Belge:
════════════════════
Kars Gezisi -Şubat 2019

(Fotoğrafların üstüne tıklarsanız büyük olarak görebilirsiniz)

Evet seneler sonra yine Kars’a geldim. Gençliğimde çalıştığım şirkette Doğu ve Güneydoğu Anadolu bölgesinden sorumlu bir kişi olarak en son tahminen 1987 yılında Kars’a gelmiştim. Fazla hatırlamamakla beraber aklımda kalan bir cadde ve Rus işgalinden kalma evlerdi. Kaldığım oteli bile hatırlamıyorum.

Buraya gelişimiz bir turla oldu. Daha doğrusu fotoğrafçılık üzerine uzmanlaşmış bir tur şirketi vasıtasıyla. Eşim ve ben şimdiye kadar yaptığımız gezilere hiçbir zaman turla gitmedik – ne yurtiçi ne de yurtdışı. Bu ömrümüzde birlikte bir tur şirketi ile yaptığımız ilk gezi. Dolayısıyla ne ile karşılaşacağımızı pek bilmiyorduk ama turla seyahat etmiş arkadaşlarımızın anlattıklarından dolayı biraz fikir sahibiydik. Ancak katıldığımız grup çok uyumluydu ve herhangi bir sorun yaşamadığımız gibi gayet iyi dostlar edindik.
════════════════════
Sağlanan Bilgiler:
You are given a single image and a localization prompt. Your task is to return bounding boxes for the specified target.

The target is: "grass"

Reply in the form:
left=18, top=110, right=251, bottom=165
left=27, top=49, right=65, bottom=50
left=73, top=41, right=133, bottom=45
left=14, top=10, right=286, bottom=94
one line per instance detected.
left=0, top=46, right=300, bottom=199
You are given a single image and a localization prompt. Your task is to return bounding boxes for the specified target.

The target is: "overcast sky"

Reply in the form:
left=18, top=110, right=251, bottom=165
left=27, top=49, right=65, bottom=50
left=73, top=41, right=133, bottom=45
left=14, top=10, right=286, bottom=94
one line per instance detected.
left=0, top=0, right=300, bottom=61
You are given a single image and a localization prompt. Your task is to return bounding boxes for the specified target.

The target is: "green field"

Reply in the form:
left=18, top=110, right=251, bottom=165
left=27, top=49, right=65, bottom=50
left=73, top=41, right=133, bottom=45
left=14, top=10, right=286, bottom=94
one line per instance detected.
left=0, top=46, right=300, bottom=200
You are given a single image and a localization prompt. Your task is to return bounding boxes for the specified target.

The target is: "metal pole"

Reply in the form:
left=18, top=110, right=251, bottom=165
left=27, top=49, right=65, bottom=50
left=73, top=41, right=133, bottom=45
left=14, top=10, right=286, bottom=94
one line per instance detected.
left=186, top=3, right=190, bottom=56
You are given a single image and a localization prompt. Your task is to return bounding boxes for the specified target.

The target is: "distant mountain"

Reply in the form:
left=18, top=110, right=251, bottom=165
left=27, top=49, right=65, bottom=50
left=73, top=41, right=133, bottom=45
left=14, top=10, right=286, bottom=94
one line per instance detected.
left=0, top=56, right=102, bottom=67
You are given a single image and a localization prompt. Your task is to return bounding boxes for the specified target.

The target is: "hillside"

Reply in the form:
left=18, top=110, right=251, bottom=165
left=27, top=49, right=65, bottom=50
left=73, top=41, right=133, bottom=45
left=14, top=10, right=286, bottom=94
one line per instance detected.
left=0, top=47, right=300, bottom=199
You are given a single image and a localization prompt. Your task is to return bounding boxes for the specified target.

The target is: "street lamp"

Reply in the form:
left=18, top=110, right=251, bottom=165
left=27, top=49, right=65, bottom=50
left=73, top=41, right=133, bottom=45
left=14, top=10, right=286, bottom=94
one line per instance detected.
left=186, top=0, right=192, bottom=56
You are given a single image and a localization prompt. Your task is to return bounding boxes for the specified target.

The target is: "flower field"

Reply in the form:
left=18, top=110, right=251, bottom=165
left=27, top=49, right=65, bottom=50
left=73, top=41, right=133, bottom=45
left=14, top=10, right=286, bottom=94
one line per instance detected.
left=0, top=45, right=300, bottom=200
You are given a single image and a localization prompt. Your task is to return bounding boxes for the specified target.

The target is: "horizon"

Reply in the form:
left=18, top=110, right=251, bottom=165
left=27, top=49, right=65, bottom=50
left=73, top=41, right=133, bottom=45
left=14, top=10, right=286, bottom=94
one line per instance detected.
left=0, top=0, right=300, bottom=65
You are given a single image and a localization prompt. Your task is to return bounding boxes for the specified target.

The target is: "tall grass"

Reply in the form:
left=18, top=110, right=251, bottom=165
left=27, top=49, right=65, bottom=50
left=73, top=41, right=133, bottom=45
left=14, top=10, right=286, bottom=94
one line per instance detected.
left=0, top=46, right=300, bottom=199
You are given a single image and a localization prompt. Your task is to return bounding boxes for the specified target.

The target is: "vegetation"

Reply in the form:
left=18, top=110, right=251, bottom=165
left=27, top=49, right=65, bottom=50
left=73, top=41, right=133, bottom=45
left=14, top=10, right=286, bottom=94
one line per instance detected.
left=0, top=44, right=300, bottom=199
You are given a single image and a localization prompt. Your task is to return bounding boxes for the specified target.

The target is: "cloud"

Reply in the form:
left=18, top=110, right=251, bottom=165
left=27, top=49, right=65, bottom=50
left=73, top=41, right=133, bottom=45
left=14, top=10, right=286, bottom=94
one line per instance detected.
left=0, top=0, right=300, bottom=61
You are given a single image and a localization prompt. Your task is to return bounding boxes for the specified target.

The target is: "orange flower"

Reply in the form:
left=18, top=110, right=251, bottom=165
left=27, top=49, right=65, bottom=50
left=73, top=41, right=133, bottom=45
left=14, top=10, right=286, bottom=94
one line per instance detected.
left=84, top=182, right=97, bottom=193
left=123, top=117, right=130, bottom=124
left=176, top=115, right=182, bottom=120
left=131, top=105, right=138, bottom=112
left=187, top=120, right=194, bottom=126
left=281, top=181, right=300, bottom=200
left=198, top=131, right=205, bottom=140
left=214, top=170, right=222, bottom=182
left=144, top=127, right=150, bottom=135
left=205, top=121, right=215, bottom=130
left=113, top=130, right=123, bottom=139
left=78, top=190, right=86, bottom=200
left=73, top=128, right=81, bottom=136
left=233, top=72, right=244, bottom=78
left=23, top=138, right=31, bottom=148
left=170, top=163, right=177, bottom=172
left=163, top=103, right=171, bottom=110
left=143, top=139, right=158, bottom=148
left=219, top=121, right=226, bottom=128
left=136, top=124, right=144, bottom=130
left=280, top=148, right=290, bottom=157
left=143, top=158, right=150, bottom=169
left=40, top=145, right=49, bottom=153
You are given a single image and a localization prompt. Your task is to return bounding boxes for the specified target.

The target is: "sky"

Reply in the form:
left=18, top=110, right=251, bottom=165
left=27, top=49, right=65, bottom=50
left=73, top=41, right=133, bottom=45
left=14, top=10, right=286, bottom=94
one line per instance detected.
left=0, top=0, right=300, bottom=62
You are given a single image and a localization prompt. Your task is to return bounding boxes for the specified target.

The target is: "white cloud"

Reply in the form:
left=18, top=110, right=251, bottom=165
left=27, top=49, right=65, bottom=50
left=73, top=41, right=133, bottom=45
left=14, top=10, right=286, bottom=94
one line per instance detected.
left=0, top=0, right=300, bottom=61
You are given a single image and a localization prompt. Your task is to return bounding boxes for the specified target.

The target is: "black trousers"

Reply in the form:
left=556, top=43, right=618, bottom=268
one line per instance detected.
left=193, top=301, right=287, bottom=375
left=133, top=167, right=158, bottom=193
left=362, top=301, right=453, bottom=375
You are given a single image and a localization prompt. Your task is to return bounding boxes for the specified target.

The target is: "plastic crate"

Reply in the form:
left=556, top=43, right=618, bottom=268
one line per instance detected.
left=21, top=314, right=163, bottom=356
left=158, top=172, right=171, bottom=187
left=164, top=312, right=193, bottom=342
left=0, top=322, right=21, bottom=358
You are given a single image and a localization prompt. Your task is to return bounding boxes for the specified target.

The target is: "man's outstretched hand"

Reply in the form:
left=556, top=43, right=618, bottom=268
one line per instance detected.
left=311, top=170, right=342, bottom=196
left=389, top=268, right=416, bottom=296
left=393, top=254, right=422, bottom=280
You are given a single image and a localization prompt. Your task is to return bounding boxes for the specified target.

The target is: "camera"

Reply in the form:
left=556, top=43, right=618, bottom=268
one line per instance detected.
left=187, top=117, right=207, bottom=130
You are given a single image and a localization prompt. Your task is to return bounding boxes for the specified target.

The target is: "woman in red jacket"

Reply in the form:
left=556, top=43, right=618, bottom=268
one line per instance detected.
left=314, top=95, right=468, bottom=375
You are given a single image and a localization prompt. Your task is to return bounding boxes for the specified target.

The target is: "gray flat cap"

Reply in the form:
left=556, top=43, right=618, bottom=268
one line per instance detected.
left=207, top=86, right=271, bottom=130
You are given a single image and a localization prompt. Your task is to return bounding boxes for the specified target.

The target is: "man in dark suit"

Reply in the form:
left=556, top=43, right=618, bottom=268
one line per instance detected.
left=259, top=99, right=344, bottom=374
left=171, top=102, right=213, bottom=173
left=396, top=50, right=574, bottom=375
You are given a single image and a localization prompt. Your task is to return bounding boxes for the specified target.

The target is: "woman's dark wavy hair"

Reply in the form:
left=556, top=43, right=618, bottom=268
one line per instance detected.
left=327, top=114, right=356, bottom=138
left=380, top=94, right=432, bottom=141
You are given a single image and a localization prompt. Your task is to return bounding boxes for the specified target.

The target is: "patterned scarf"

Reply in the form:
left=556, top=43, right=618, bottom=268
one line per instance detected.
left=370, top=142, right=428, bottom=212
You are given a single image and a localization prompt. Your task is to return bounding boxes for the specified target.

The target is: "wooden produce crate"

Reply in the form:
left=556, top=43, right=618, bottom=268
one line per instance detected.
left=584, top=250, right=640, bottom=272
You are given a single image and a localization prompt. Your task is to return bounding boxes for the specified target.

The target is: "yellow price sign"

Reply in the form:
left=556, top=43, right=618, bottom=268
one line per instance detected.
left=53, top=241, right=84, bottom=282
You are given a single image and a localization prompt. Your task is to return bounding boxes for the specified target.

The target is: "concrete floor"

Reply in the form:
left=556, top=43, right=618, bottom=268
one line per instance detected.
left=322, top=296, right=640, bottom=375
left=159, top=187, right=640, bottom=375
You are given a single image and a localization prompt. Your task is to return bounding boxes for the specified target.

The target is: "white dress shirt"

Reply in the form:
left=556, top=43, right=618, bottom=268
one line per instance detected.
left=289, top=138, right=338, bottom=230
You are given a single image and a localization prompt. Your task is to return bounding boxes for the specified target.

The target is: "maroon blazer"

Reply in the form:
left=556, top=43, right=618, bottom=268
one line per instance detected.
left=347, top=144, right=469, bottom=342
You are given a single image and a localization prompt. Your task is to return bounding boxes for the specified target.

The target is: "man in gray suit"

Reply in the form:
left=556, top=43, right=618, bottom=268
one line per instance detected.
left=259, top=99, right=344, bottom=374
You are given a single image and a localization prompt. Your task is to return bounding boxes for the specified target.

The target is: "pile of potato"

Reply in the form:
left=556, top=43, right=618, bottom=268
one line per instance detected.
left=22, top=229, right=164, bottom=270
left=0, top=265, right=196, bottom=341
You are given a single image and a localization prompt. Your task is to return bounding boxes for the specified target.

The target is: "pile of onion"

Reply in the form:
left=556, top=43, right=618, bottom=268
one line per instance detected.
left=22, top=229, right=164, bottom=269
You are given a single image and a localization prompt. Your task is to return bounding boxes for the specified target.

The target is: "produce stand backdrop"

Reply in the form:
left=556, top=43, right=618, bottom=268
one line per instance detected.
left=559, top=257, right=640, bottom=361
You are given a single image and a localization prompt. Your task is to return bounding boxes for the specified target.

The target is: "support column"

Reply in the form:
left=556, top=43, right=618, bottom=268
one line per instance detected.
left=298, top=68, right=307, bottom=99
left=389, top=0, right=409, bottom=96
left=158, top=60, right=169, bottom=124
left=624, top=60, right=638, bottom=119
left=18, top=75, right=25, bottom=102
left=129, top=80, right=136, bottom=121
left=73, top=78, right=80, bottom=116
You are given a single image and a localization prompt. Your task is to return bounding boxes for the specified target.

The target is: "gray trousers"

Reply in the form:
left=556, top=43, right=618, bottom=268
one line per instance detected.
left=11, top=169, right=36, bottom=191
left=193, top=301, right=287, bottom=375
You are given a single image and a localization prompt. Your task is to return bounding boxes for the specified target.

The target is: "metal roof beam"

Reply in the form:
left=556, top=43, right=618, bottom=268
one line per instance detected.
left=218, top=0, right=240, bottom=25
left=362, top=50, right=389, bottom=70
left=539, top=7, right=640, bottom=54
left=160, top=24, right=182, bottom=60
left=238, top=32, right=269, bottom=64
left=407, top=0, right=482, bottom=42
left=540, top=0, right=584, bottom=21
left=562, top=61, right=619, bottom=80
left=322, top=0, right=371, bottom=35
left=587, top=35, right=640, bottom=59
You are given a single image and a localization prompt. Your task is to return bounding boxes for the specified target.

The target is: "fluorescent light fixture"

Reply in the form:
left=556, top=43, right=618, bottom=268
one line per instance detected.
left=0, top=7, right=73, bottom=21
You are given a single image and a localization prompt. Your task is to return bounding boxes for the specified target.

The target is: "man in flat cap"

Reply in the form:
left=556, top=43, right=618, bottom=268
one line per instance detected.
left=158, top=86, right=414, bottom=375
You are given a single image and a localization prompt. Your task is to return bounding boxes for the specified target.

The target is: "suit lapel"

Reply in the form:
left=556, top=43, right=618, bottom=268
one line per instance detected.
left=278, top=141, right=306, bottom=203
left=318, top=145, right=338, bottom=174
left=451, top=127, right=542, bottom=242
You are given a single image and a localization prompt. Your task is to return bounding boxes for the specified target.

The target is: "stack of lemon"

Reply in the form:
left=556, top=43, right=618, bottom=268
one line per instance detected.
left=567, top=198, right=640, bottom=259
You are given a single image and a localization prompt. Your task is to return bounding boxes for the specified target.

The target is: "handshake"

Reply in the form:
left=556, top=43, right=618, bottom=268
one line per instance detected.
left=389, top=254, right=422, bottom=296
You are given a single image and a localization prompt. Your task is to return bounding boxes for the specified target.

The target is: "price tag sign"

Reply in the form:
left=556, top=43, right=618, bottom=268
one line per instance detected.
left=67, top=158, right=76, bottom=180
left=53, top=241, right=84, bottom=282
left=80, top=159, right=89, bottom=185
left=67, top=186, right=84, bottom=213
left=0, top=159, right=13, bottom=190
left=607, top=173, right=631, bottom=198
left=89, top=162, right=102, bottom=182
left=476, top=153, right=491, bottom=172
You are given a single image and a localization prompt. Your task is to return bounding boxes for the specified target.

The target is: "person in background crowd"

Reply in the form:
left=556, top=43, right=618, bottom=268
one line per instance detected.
════════════════════
Görev Koşulları:
**A)** Kars gezisi yazısına göre yazar Kars'a en son tahminen hangi yıl gelmişti?
**B)** Kars gezisi yazısında "Kars Gezisi -Şubat" sözlerinden başlayıp "oteli bile hatırlamıyorum." sözlerine kadar uzanan her şeyi aynen kopyalayın.
Kayıtlar başka bir kaynaktan alınmıştır.

Alıştırma Çözümleri:
**A)** Tahminen 1987 yılında.

**B)**
Kars Gezisi -Şubat 2019

(Fotoğrafların üstüne tıklarsanız büyük olarak görebilirsiniz)

Evet seneler sonra yine Kars’a geldim. Gençliğimde çalıştığım şirkette Doğu ve Güneydoğu Anadolu bölgesinden sorumlu bir kişi olarak en son tahminen 1987 yılında Kars’a gelmiştim. Fazla hatırlamamakla beraber aklımda kalan bir cadde ve Rus işgalinden kalma evlerdi. Kaldığım oteli bile hatırlamıyorum.